**To-do list**:
1. Decide whether each statement below agrees with the forfeiture defense commentary, answering yes or no and quoting the deciding words: (a) The writer has worked as a criminal prosecutor. (b) Under the New York forfeiture law, the claiming agency must move to confirm the ex parte attachment. (c) The assets at risk are described as representing 20 years of work.
2. Extract every line of the records below that contains the string "post".

One would wonder how the persons enacting the nation's forfeiture statutes feel about taking away 5th Amendment rights from guilty persons as well as everyone else in the country.
The Best Defense Strategy May Be to Sue the Prosecutor Immediately, Take Advantage of Prosecutorial Wrongdoing and Errors, and Deprive the Prosecutor of the Pot of Gold Which Created the Incentive to Create Criminal Charges against the Defendant in the First Place
I've never been a criminal prosecutor, and I have to write this without any direct experience. It seems to me that prosecutors are trying to find and win big, publicity-type cases, to obtain the varied benefits of prosecutorial success, and along the way they have to cut a lot of corners.
I suspect that at the beginning of a criminal proceeding the prosecutor knows a lot less than the prosecutor will learn along the way, and the rush to attach property will result in attachment papers filled with factual errors which can and should be offset now, instead of some later date, and can result in undoing the attachment.
Under the New York forfeiture law, the "claiming agency" (in our case the prosecutor) has to hurriedly make a motion to confirm the ex parte attachment, and the papers are bound to have a lot of misinformation in them, which can be pointed out in opposing papers by the defendant.
Of course, the defendant runs the risk that his opposing affidavit could be deemed a waiver of his 5th Amendment rights not to testify against himself, and the defendant will have to decide whether 5th Amendment rights of an innocent person allowing him not to testify that he is innocent (for fear of cross examination designed to make the defendant appear to be untruthful) is worth the loss of assets representing 40 years of work.

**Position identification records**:
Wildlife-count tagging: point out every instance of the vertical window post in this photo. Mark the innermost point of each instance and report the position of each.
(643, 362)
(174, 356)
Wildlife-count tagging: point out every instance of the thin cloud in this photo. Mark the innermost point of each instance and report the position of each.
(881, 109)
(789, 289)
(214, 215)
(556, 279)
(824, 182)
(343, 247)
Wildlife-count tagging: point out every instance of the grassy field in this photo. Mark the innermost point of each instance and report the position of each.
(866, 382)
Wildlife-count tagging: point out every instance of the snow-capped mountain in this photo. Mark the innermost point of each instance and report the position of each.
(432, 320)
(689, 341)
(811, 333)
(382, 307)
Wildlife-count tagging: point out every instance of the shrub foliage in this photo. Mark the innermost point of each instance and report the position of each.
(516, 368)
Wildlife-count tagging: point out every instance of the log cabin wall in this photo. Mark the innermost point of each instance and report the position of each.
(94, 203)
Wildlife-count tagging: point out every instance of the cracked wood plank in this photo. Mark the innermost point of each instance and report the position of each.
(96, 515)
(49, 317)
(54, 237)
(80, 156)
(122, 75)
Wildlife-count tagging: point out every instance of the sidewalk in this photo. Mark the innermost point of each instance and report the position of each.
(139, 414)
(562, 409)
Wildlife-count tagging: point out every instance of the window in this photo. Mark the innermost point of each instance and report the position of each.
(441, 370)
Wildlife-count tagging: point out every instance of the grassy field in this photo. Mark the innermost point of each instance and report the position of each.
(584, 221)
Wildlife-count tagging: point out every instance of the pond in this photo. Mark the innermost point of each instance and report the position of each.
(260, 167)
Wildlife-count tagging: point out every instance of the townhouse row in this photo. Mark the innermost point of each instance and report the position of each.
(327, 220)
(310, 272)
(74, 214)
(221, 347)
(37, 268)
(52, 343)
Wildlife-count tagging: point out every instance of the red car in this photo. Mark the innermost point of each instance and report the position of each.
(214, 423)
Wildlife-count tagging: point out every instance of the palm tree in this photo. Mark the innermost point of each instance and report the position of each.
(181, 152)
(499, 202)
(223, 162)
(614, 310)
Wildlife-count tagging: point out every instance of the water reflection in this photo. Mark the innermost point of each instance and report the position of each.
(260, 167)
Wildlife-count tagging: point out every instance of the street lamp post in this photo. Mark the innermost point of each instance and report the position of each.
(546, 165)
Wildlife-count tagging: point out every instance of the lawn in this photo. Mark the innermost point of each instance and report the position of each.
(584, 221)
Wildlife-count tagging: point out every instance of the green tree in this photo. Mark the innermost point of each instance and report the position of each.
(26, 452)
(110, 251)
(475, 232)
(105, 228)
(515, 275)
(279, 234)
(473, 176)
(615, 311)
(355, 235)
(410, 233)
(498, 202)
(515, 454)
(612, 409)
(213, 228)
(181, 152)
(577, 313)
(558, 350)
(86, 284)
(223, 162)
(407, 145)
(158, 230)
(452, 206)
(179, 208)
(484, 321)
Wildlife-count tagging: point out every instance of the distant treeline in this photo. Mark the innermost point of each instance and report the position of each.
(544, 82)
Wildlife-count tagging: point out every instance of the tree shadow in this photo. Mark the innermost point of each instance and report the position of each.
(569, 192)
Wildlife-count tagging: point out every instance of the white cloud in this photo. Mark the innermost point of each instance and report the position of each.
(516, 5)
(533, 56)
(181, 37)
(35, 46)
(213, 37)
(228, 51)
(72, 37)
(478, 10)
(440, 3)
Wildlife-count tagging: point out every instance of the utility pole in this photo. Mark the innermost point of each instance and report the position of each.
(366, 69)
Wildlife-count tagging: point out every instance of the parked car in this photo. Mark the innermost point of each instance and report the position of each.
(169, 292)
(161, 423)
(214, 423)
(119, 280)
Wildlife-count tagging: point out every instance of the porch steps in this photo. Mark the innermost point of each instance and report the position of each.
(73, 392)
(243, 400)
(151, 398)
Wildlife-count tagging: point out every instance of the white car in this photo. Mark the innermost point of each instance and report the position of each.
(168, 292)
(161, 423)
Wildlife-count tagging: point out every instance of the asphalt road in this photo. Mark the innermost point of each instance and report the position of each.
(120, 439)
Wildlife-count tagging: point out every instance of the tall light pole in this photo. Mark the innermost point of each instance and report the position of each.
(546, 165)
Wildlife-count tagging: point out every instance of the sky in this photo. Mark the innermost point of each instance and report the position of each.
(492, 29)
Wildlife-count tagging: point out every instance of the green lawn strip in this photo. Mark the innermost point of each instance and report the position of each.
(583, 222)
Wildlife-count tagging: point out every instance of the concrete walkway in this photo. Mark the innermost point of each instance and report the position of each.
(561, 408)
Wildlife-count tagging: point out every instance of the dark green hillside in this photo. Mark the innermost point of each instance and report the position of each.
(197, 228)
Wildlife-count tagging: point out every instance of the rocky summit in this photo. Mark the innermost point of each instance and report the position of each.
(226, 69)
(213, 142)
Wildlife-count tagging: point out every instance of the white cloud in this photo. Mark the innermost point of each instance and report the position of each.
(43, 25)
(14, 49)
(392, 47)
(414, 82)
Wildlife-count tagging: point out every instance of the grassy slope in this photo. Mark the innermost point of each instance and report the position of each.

**Responses to the exercise**:
1.
(a) No: "I've never been a criminal prosecutor"
(b) Yes: "has to hurriedly make a motion to confirm the ex parte attachment"
(c) No: "the loss of assets representing 40 years of work"

2.
Wildlife-count tagging: point out every instance of the vertical window post in this photo. Mark the innermost point of each instance and report the position of each.
Wildlife-count tagging: point out every instance of the street lamp post in this photo. Mark the innermost point of each instance and report the position of each.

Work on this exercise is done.